Deine Aufgabe: Greife den Text über Sünde und Gnade auf und setze ihn nach seinem letzten Satz fort.

Auch wenn dies erst einmal so altertümlich fern klingt, da steckt viel Verständnis dahinter für das, was wir sind. Auch heute. Weil es genau dies ausdrückt: Dass man sich manchmal so entfernt fühlt von sich selbst. Von dem, was man gut fand oder auch, was in einem mal war an Idee, Kreativität und Schaffenskraft. Nicht die zu sein oder zu werden, die man sein könnte – so wie Gott es in dich hinein gelegt hat – das bezeichnen wir in der Theologie als Sünde. Wenn man sich also Gott in den Weg stellt, und nicht sieht, was er in dich hinein gelegt hat an Möglichkeiten.

Denn zugleich simul – du bist begnadet. In Gnade angeschaut. Die Gnade ist immer schon da. Und sie bleibt. Nicht nacheinander – erst die gute Tat, dann hat man sich Gnade verdient. Damit hat Luther ja gerade gründlich aufgeräumt. Nein, du bist begnadet. So viel ist in dir! Es bleibt dabei. Und keiner darf dir das absprechen!

Dieses „Zugleich“ ist ein aufregendes Denkmodell für unsere Gesellschaft. Denn es hilft uns, in unserer Welt, die dermaßen von Spaltung bedroht ist, das Widersprüchliche, Spannungsreiche zusammen zu denken und zusammen zu halten. Das ist die Aufgabe von uns Protestanten in einer Welt der einfachen Parolen – Sie wissen alle, was ich meine. Parolen, die sagen: Entweder du oder ich. Alles oder nichts. Alle Flüchtlinge gut – alle Flüchtlinge schlecht. Nein, beides. Simul. Beide Denkrichtungen sind zusammen zu halten! Damit Menschenrecht und Liebeswort wachsen. Darum geht es!

Bereitgestellte Datensätze:
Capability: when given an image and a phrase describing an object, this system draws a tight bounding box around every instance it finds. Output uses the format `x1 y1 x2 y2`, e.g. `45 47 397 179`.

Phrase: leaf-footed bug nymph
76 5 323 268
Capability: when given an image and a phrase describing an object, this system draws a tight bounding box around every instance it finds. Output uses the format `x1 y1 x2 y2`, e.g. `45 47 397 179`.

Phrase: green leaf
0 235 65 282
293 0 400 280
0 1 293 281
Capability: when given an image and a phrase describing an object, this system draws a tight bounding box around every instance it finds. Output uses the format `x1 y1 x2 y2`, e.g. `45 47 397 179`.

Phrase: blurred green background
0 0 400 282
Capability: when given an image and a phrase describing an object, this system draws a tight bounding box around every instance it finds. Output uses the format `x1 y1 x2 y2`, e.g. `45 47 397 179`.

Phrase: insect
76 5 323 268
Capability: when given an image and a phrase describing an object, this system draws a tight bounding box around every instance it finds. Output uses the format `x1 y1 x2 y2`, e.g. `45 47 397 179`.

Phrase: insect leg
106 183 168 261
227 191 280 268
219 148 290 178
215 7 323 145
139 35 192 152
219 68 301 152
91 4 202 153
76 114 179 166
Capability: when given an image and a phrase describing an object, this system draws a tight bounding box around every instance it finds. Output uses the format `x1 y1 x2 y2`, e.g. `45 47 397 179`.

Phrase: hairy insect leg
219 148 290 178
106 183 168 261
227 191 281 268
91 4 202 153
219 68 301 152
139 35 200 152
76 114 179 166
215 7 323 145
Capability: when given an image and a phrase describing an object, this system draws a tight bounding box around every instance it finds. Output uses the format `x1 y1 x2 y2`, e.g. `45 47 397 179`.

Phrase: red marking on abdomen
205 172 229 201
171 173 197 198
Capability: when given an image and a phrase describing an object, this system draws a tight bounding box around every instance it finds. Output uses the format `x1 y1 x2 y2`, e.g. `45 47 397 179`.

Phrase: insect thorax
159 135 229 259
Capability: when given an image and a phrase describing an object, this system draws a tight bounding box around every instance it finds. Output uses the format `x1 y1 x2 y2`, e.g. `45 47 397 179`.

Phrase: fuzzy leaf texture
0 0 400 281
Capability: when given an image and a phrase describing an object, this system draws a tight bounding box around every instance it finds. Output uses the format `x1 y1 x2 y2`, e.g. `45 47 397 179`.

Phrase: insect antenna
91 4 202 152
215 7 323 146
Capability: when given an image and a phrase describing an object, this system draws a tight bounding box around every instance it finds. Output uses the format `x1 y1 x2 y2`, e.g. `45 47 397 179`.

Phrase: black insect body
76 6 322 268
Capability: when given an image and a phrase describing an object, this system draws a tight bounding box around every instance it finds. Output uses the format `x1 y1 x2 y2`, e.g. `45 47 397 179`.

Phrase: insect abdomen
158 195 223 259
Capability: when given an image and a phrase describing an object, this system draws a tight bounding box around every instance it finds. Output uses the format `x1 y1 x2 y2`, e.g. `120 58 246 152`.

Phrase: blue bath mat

Richtige Antwort:
Und dazu gehört dann auch zu sagen, was nicht geht. Und zwar klar und deutlich. Unser Glaube wurzelt in der Wahrhaftigkeit. Und die ist heutzutage so wichtig laut zu sagen, weil über die sozialen Medien oft das Gegenteil passiert: Falschmeldungen und Hasspostings gewinnen eine immer größere Reichweite. Wir können und dürfen uns hier nicht heraushalten, liebe Gemeinde. Es ist keine gute Zeit sich zurückzuziehen ins Private. Wir müssen gegenhalten, aktiv das Gespräch suchen. Mit denen, die uns fremd sind oder geworden sind. In der Politik und Wirtschaft,  in Betrieben, Tennisvereinen, Kirchengemeinden. Von Angesicht zu Angesicht. Es ist dran, herausfinden, was den anderen umtreibt. Nicht alle, die sagen, „Das wird man doch mal sagen dürfen“ sind unerreichbare Ideologen. Reden wir mit ihnen, in der Hoffnung, dass das Argument wirkt, nicht zuerst das Urteil.

Wachsen lassen, klar sein und besonnen bleiben, all dies zugleich – und eben nicht sofort mit Stumpf und Stiel ausreißen: Es gilt, die  Wurzeln zu stärken für das Gute, damit sie uns zusammen halten. Ich bin überzeugt: Die Rückbesinnung an dieser Schwelle zum Neuen, die Rückbesinnung auf unsere Wurzeln gibt uns Halt! Das gibt uns die Kraft, in einer unübersichtlichen Welt zu bestehen und  Ängste auch zu überstehen.

Und so schauen wir heute gut geerdet das Himmelreich. Als eine Gemeinschaft, die das Wesentliche miteinander teilt, alles zugleich: Essen und Gebete, die Liebe und die Tat. Die Kranke besucht, Flüchtlinge aufnimmt und Obdachlose versorgt. Das ist Kirche, auch der Zukunft. Fest verwurzelt in guten Traditionen wachsen wir dem Licht entgegen. Als Graswurzelbewegung seit ehedem. Geboren aus einer Wurzel zart.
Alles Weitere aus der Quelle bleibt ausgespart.